▶ **Assignment**
All entries are to be returned verbatim.

▶ **Input material**
====================

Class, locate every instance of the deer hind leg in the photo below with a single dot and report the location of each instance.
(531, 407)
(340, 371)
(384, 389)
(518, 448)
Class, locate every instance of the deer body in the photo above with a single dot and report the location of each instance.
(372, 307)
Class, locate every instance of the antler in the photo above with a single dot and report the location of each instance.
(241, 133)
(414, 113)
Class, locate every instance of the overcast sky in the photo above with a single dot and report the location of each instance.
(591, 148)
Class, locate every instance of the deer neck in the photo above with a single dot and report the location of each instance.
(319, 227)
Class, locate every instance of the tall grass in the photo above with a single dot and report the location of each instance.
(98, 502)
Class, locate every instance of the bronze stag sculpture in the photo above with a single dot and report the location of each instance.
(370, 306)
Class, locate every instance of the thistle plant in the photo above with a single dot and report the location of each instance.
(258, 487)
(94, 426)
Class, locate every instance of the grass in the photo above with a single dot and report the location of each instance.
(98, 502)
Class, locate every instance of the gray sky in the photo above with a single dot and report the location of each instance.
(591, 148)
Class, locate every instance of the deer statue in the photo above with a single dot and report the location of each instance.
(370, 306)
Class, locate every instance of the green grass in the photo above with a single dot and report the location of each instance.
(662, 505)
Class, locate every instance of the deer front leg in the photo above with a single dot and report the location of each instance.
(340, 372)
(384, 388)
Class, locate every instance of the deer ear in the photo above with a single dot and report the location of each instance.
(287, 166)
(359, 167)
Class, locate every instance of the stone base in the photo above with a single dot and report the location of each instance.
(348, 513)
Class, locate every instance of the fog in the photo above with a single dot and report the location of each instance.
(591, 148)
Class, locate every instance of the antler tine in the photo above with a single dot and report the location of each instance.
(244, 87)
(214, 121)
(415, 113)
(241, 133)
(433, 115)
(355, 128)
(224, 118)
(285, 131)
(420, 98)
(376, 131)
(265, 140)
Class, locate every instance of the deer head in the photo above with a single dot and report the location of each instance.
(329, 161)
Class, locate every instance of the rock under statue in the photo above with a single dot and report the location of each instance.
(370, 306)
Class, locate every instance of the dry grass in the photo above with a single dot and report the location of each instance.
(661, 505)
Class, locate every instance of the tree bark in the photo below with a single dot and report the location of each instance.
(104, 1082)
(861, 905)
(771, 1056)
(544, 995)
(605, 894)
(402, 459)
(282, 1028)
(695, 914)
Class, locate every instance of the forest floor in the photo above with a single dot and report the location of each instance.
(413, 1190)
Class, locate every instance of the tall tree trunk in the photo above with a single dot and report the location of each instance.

====================

▶ **Solution to this task**
Class, locate every instance of the deer hind leg in the photo below with a single dot and report the location of each instance.
(531, 407)
(340, 371)
(384, 389)
(518, 448)
Class, locate every instance of the deer body in the photo above with a single dot and report the location of each instance.
(372, 307)
Class, locate every instance of the antler in the photo above with a single dot and report the location of each instance.
(241, 133)
(414, 113)
Class, locate every instance of the overcast sky in the photo above with a single dot and report the location of each instance.
(591, 148)
Class, locate every instance of the deer neck in the photo above with a single dot and report the location of each instance.
(319, 227)
Class, locate every instance of the tall grass in the photo above with a single dot and report the location of each instance.
(98, 502)
Class, locate every instance of the bronze stag sculpture in the photo above with a single dot and report the location of each instance.
(370, 306)
Class, locate every instance of the thistle plant in the photo above with a single dot and report the location of each instance.
(258, 487)
(94, 426)
Class, locate every instance of the grass in the photo above with a single dot and report the location of each instance.
(98, 502)
Class, locate every instance of the gray sky in the photo above with a single dot and report the location of each instance.
(591, 148)
Class, locate every instance of the deer statue in the photo above with a single dot and report the location of each instance.
(370, 306)
Class, locate every instance of the green grass in the photo above with a single dot and report the location of each instance.
(662, 505)
Class, locate every instance of the deer front leg in the photo above with a single dot and report the location of each instance.
(340, 372)
(384, 388)
Class, locate every instance of the deer ear in the photo above with a single dot and report the location of each instance.
(287, 166)
(359, 167)
Class, locate every instance of the stone base in the photo above with a single dot and report the location of each instance.
(348, 513)
Class, locate every instance of the fog in the photo above with a single dot and report the location of each instance.
(591, 148)
Class, locate every instance of the antler tine in the photo above with a single dot and report the location of each instance.
(244, 87)
(214, 121)
(415, 113)
(241, 133)
(433, 115)
(355, 128)
(224, 118)
(285, 131)
(420, 98)
(376, 131)
(265, 140)
Class, locate every instance of the deer head in the photo above with a single dot and report the location of each instance.
(329, 161)
Class, locate every instance of the rock under statue in the photo above with a single dot and report the location of each instance.
(370, 306)
Class, locate every instance of the dry grass in the photo above with a single dot and report the location of each instance.
(661, 505)
Class, locate every instance of the tree bark in the photo below with a single dot and report the location of each instance.
(104, 1082)
(861, 905)
(771, 1056)
(544, 995)
(605, 894)
(402, 459)
(282, 1028)
(695, 914)
Class, locate every instance of the forest floor in the photo above with a single dot and report the location of each instance.
(413, 1190)
Class, locate every instance of the tall tree trunk in the photo above with a single dot and report the location of each instance.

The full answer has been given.